Reading text:
==============================

Earlier this week, we highlighted the PowerShares S&P 500 Low Volatility Portfolio (NYSEArca: SPLV) and its surprisingly low weight to the utilities sector, a group often thought as the premier hideout for investors looking to dodge equity market volatility.

SPLV, one the largest low volatility ETFs, targets 100 of the least volatile stocks from the S&P 500 index and weights the positions inverse to volatility – the least volatile stocks has a greater weight in in the portfolio. [Positive Changes for a Popular Low Vol ETF]

The low volatility emphasis has previously prompted criticism that SPLV had an excessive utilities allocation, making the ETF vulnerable to rising interest rates. However, SPLV has changed, for the better for those bearish on utilities, as the ETF’s utilities weight has plummeted to 2.65% as of June17 from over 19% in September. Why the S&P 500 Low Volatility Index, SPLV’s underlying benchmark, has slashed utilities exposure, is important.

==============================

Records:
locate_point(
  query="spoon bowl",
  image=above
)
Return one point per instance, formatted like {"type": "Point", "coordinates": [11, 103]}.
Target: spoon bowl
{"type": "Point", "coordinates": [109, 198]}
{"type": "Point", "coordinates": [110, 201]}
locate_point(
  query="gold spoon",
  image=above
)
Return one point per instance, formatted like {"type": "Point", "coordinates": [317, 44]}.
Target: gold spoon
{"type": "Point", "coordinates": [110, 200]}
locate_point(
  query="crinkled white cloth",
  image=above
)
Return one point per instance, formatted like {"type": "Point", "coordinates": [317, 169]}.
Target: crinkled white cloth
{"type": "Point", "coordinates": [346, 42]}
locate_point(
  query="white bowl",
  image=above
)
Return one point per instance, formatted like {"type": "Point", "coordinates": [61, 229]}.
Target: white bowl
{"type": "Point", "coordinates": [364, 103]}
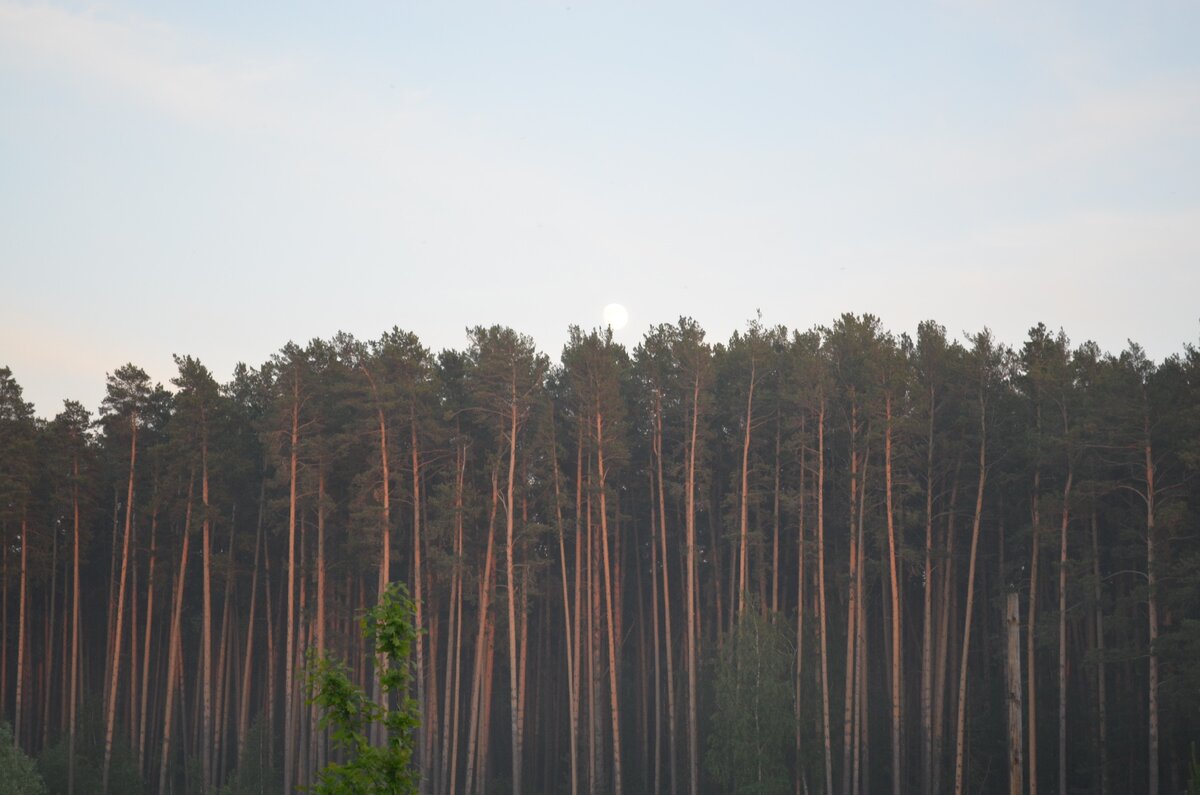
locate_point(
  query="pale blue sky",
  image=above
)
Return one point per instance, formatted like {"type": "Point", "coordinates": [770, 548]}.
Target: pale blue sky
{"type": "Point", "coordinates": [216, 179]}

==============================

Complete the following:
A. Answer these from the article about the low volatility ETF:
(i) How many stocks does SPLV target, and from which index?
(ii) How does SPLV weight its positions?
(iii) What is SPLV's utilities weight now, and what was it in September?
B. Carry on the article about SPLV's shrinking utilities weight, starting after its last sentence.

Exercise responses:
A.
(i) It targets 100 of the least volatile stocks from the S&P 500 index.
(ii) It weights them inverse to volatility, so the least volatile stocks get a greater weight.
(iii) It is 2.65%, down from over 19% in September.

B.
“The Utilities sector has had a prominent weight in the S&P 500 Low Volatility Index throughout most of its history since 1992; the current 2.7% allocation to Utilities is the lowest in the entire history of the index,” according to S&P Dow Jones Indices.

Interestingly, SPLV’s reduced exposure to utilities stocks does not correspond with a significant jump in volatility for that sector. That might surprise investors because 10-year Treasury yields have climbed 19% over the past three months and utilities usually have the worst correlation to rising government bond yields among all sectors.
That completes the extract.